EXERCISE DIRECTIONS – Count the lines in the listing below that contain the string "each", with uppercase and lowercase treated as different. Give only the number.

══ INPUT ROWS

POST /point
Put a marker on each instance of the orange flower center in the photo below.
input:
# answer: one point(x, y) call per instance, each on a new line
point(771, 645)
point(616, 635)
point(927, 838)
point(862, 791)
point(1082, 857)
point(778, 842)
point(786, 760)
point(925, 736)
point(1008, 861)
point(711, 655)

════
══ INPUT ROWS

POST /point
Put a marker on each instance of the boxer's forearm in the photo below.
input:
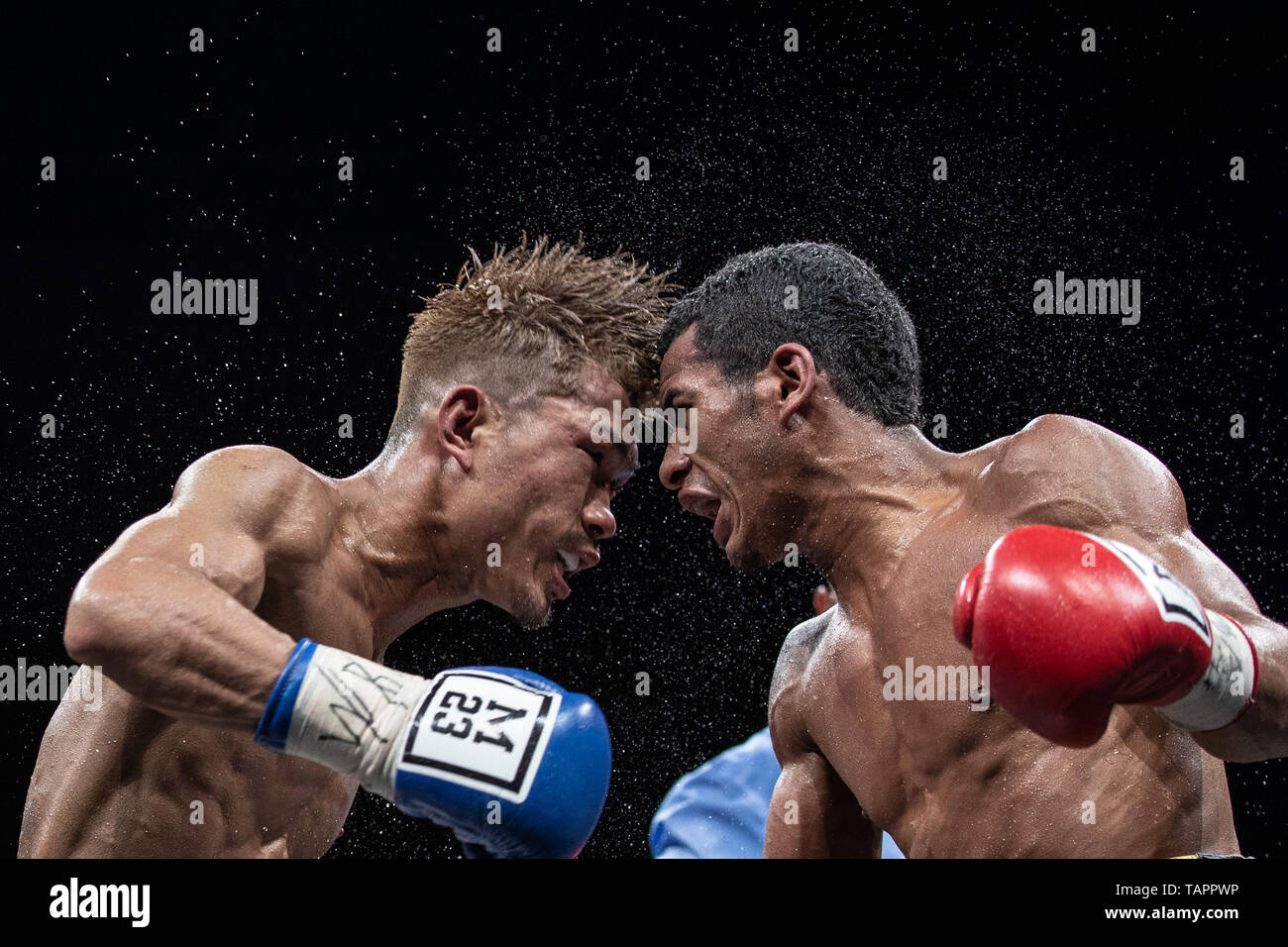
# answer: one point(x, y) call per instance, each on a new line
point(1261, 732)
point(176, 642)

════

EXPECTED ANSWER – 4